◆ SOURCE PASSAGE ◆
U.S. patent number 3,596,188 [Application Number 04/881,905] was granted by the patent office on 1971-07-27 for four-phase digital clock.
This patent grant is currently assigned to Control Data Corporation. Invention is credited to John A. Hasse.
United States Patent |
3,596,188 |
Hasse |
July 27, 1971 |
FOUR-PHASE DIGITAL CLOCK
Abstract
A four-phase digital clock for use in digital systems whereby an
oscillator means simultaneously provides a first triangular
waveshape output signal and a second substantially square waveshape
output signal and a second substantially square waveshape output
signal in a quadrature with respect to one another and including
logic means coupled to the outputs of the oscillator means for
providing the four-phase digital clock signal. The oscillator
includes a Miller integrator connected in series with a high gain
positive feedback amplifier the output of which is fed back to the
input of the integrator. The four clock pulses are derived by
sensing the positive-going high gain amplifier output, sensing the
negative-going high gain amplifier output, sensing the zero
crossing integrator output (positive-going), and sensing the zero
crossing integrator output (negative-going).
Inventors: |
Hasse; John A. (Bloomington,
MN) |
Assignee: |
Control Data Corporation
(Minneopolis, MN)
|
Family
ID: |
25379439 |
Appl.
No.: |
04/881,905 |
Filed: |
December 3, 1969 |
Current U.S.
Class: |
327/238; 327/254;
327/258; 327/295; 331/DIG.3; 331/143; 331/45 |
Current CPC
Class: |
H03K
5/15073 (20130101); Y10S 331/03 (20130101) |
Current International
Class: |
H03K
5/15 (20060101); H03k 001/00 (); H03k 019/20 () |
Field of
Search: |
;307/208,215,260,261,262,269
;328/59,60,62,63,71,72,74,75,155,156--158,180
;331/45,60,61,57,74,143 |
References Cited
[Referenced By]
U.S. Patent Documents
Primary Examiner: Miller, Jr.; Stanley D.
Claims
What I claim is:
1. A multiphase digital clock for use in digital systems,
comprising:
first amplifier means for providing a substantially triangular
waveshape output signal;
nonlinear or saturating switch means operatively associated with
said first amplifier means for providing a substantially square
waveshape output signal;
means coupling the output of said switch means to an input of said
first amplifier means for providing positive feedback to said first
amplifier means; and
logic means coupled to the outputs of said first amplifier means
and said switch means for providing a multiphase digital clock
signal.
2. A multiphase digital clock as in claim 1 wherein said triangular
waveshape output signal and said square waveshape output signal are
in quadrature with respect to one another.
3. A multiphase digital clock as in claim 2 wherein said logic
means includes:
first comparator means coupled to the output of said first
amplifier means for producing a first predetermined output signal
in relationship with a predetermined characteristic of said
triangular waveshape output signal;
second comparator means coupled to the output of said saturating
switch means for producing a second predetermined output signal in
relationship with a predetermined characteristic of said square
waveshape output signal; and
output means electrically coupled to said first and second
comparator means for providing multiphase digital clock
signals.

◆ WHAT THE EXERCISE ASKS ◆
Please transcribe the four-phase clock patent text between "U.S. patent number" and "John A. Hasse.", inclusive.

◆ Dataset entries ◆

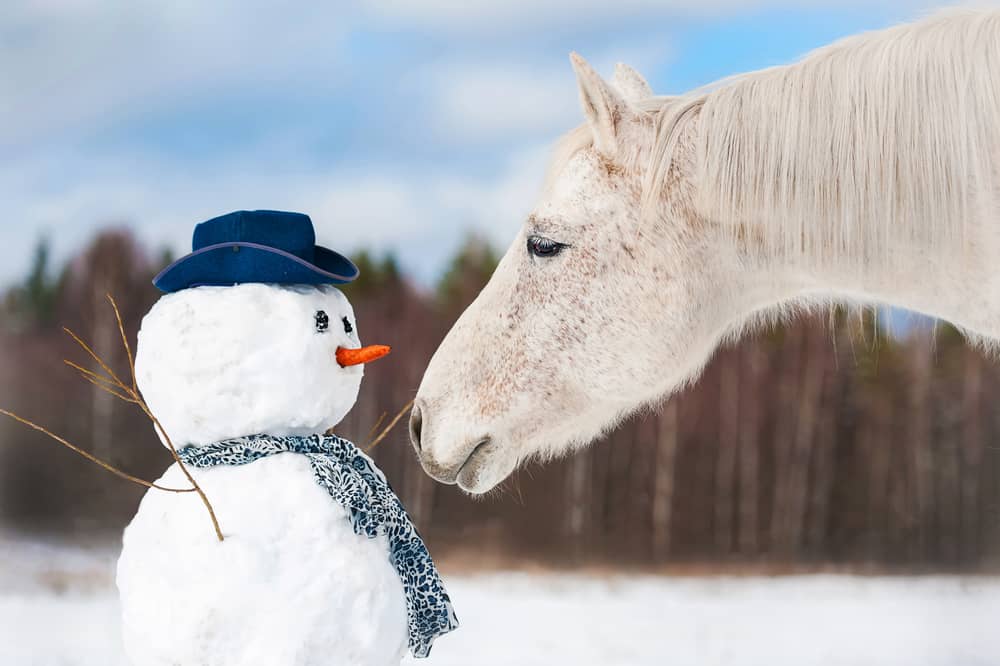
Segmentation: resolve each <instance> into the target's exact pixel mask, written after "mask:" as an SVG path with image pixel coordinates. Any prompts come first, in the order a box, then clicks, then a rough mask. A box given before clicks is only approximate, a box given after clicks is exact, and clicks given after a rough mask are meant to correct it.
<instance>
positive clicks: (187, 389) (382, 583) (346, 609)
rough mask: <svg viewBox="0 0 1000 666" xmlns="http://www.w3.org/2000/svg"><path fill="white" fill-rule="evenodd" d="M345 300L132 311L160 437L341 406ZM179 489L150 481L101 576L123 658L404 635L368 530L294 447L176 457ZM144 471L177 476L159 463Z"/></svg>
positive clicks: (350, 646)
mask: <svg viewBox="0 0 1000 666" xmlns="http://www.w3.org/2000/svg"><path fill="white" fill-rule="evenodd" d="M359 344H360V343H359V341H358V338H357V331H356V324H355V322H354V315H353V311H352V310H351V307H350V304H349V303H348V302H347V299H346V298H345V297H344V296H343V294H341V293H340V292H339V291H338V290H336V289H334V288H332V287H328V286H322V287H312V286H309V287H286V286H282V287H279V286H271V285H261V284H247V285H239V286H235V287H198V288H194V289H187V290H184V291H180V292H177V293H175V294H170V295H167V296H164V297H163V298H161V299H160V301H159V302H157V304H156V305H154V307H153V309H152V310H151V311H150V312H149V314H147V316H146V318H145V319H144V320H143V324H142V329H141V331H140V333H139V343H138V346H137V351H136V376H137V380H138V384H139V389H140V390H141V391H142V393H143V396H144V398H145V400H146V402H147V403H148V404H149V406H150V408H151V410H152V412H153V413H154V414H155V415H156V416H157V418H158V419H159V420H160V422H161V424H162V425H163V427H164V430H165V431H166V432H167V434H168V435H169V436H170V437H171V440H172V441H173V442H174V444H175V446H177V447H178V448H179V447H181V446H204V445H207V444H211V443H213V442H217V441H220V440H224V439H228V438H235V437H242V436H246V435H253V434H269V435H276V436H281V435H310V434H317V433H322V432H324V431H325V430H327V429H328V428H330V427H332V426H333V425H335V424H336V423H337V422H339V421H340V420H341V418H343V416H344V415H345V414H346V413H347V411H348V410H349V409H350V408H351V406H353V404H354V402H355V400H356V398H357V392H358V388H359V386H360V381H361V374H362V372H363V371H362V368H361V366H352V367H346V368H345V367H340V365H339V364H338V363H337V361H336V359H335V353H336V349H337V348H338V347H352V348H353V347H357V346H359ZM190 471H191V473H192V474H193V475H194V476H195V478H196V479H197V481H198V483H199V485H201V487H202V489H203V490H204V491H205V493H206V495H207V496H208V497H209V499H210V500H211V502H212V504H213V507H214V509H215V512H216V514H217V516H218V519H219V522H220V524H221V526H222V530H223V534H224V535H225V537H226V538H225V541H223V542H219V541H218V540H217V539H216V537H215V535H214V533H213V530H212V529H211V524H210V523H209V521H208V517H207V515H206V513H205V507H204V505H203V504H202V503H201V501H200V500H199V498H198V497H197V496H196V495H195V494H194V493H187V494H180V495H178V494H172V493H164V492H162V491H158V490H155V489H154V490H150V491H149V492H147V493H146V495H145V497H144V498H143V500H142V502H141V504H140V506H139V510H138V512H137V514H136V516H135V518H134V519H133V521H132V523H131V524H130V525H129V526H128V527H127V528H126V530H125V534H124V538H123V549H122V555H121V558H120V560H119V563H118V575H117V583H118V588H119V592H120V595H121V601H122V614H123V633H124V643H125V649H126V653H127V655H128V656H129V658H130V659H131V661H132V663H133V664H134V665H135V666H172V665H183V666H199V665H205V666H209V665H211V666H255V665H258V664H260V665H263V664H267V665H275V666H311V665H316V666H319V665H324V666H326V665H340V664H343V665H349V664H350V665H354V664H357V665H359V666H361V665H364V666H383V665H384V666H388V665H390V664H398V663H399V661H400V660H401V658H402V656H403V654H404V653H405V651H406V647H407V635H408V634H407V611H406V600H405V595H404V590H403V586H402V583H401V581H400V579H399V576H398V574H397V572H396V571H395V570H394V569H393V567H392V565H391V564H390V563H389V560H388V557H387V544H386V540H385V539H384V538H383V537H376V538H368V537H366V536H364V535H359V534H356V533H355V531H354V529H353V528H352V525H351V521H350V520H349V518H348V516H347V515H346V511H345V509H344V508H343V507H342V506H341V505H340V504H338V503H337V502H334V501H331V498H330V496H329V494H328V493H327V492H326V491H325V490H324V489H323V488H321V487H320V486H319V485H318V484H317V483H316V481H315V479H314V475H313V471H312V470H311V468H310V465H309V462H308V460H307V458H306V457H304V456H302V455H298V454H294V453H279V454H276V455H272V456H268V457H266V458H263V459H260V460H256V461H254V462H252V463H249V464H245V465H239V466H220V467H211V468H206V469H190ZM160 483H161V484H162V485H165V486H170V487H186V486H187V485H188V484H187V482H186V479H185V478H184V475H183V473H182V472H181V470H180V469H179V468H178V467H177V466H176V465H172V466H171V467H170V468H169V469H168V470H167V471H166V473H165V474H164V475H163V477H162V478H161V479H160Z"/></svg>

◆ EXERCISE RESULT ◆
U.S. patent number 3,596,188 [Application Number 04/881,905] was granted by the patent office on 1971-07-27 for four-phase digital clock.
This patent grant is currently assigned to Control Data Corporation. Invention is credited to John A. Hasse.